Provided text =

** Start **

It was September 1944. The Allies, after liberating Paris, had entered Germany. In December, Germany would begin its last-ditch offensive at the Battle of the Bulge. Soon, it would all be over.

The following April, Adolf Hitler and Eva Braun would commit suicide in a bunker as Russian troops advanced on Berlin. In May, Germany would surrender. In August, Japan would surrender. If you were a high school football player, it was hard to foretell any of this. News traveled slowly. There was no Internet, no CNN. Wolf Blitzer wouldn't be born for another four years.

If you were a high school football player in 1944, there were a lot of questions floating around inside your leather helmet as World War II raged.

When will it end? Will I be called? Will I return a hero, with battle scars and medals? Or, like 27 of my classmates, will I return in a pine box?

But if you were a member of the 1944 Las Vegas High School football team, bouncing around in the bed of an old pickup to play a game in San Bernardino, Calif., these questions of paramount significance were temporarily pushed to the back of the mind while a more fundamental one came forward.

"Are we there yet?"

*****

In 1944, just getting to the games was a chore. There was gas rationing, because of the war. It took about six hours to travel to San Bernardino on U.S. Highway 91. Air conditioning? Ha! It didn't exist until 1954, and then only on the Nash Ambassador.

Don Benson was a freshman fullback on the 1944 Las Vegas High football team. Roland Cram was a sophomore tackle. The first thing they recalled about that season was riding in the back of that pickup to play San Bernardino. The truck belonged to Cram's dad, who owned a construction business. That's how he was able to get gas tickets.

By the time those Wildcats scraped the bugs from their teeth, they were ready to play some football. They defeated big, bad San Bernardino, 14-0. The week before, they beat Kingman, 32-0. They would go on to defeat Needles, 19-0. And Basic, 37-0. And Panaca, 48-0. And Needles again, 25-0. And Boulder City, 21-0. And finally, Sparks, 19-0, in the state title game.

At the end of the season, the Wildcats had scored 215 points. Their opponents had scored none. They were unbeaten, unscored on, unbelievable.

On Saturday, the 1944 Wildcats were honored at the annual Las Vegas High Reunion at Sam's Town. It has been nearly 66 years since they were unbeaten, unscored on, unbelievable. But people still remember. 

"I had no idea," said Benson, 81, a retired engineer who came in from Salt Lake City for the reunion. "It was fun, and we had a pretty good season. But once I got out of school, I thought that would be it."

** End **

Stored rows =
** Start **

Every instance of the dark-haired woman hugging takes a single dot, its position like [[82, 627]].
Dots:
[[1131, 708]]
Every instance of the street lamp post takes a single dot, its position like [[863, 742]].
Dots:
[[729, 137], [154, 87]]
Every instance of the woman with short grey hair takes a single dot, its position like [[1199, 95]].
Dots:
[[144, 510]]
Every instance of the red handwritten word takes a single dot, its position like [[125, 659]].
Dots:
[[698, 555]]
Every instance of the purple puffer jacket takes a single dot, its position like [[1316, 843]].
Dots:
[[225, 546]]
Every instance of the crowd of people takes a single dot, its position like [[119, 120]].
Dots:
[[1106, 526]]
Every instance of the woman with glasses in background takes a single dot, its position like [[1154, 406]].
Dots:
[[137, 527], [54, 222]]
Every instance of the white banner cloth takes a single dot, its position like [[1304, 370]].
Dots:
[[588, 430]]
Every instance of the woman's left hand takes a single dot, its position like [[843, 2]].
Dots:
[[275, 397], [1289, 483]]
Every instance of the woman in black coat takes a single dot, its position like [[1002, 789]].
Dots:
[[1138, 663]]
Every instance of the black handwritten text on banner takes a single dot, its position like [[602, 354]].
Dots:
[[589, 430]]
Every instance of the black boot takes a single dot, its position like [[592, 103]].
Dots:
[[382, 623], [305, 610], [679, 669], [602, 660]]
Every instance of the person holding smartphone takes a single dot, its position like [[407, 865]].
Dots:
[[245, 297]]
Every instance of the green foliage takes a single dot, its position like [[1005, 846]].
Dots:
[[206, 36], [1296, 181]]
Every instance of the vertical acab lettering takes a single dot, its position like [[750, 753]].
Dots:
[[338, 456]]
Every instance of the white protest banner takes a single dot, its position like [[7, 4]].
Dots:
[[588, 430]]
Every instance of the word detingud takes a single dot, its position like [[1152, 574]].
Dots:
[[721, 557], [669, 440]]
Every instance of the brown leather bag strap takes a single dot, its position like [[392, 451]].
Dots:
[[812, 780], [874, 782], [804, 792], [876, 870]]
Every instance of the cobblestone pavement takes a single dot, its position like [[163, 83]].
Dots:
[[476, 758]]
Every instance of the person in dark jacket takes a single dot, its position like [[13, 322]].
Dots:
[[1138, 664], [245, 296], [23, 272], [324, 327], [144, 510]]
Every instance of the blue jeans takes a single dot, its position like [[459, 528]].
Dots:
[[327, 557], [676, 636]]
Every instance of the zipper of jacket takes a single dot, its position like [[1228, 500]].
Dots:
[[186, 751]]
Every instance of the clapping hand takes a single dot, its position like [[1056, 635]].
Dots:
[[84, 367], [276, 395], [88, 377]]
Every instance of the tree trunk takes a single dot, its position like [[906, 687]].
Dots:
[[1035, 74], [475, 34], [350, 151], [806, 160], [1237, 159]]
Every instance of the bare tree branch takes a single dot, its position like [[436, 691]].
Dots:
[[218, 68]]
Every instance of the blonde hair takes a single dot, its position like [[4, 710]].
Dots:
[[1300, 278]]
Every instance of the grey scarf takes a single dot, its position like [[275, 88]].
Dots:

** End **

Objectives =
1 – Answer these from the article on the 1944 Wildcats:
(a) About how long was the drive to San Bernardino?
(b) What position did Roland Cram play?
(c) Where were the 1944 Wildcats honored on Saturday?
2 – Name every team the Wildcats beat in the 1944 season, according to the article on the 1944 Wildcats. List each team only once.

Full solutions =
1 –
(a) About six hours, on U.S. Highway 91.
(b) Sophomore tackle.
(c) At the annual Las Vegas High Reunion at Sam's Town.

2 – Kingman, San Bernardino, Needles, Basic, Panaca, Boulder City, Sparks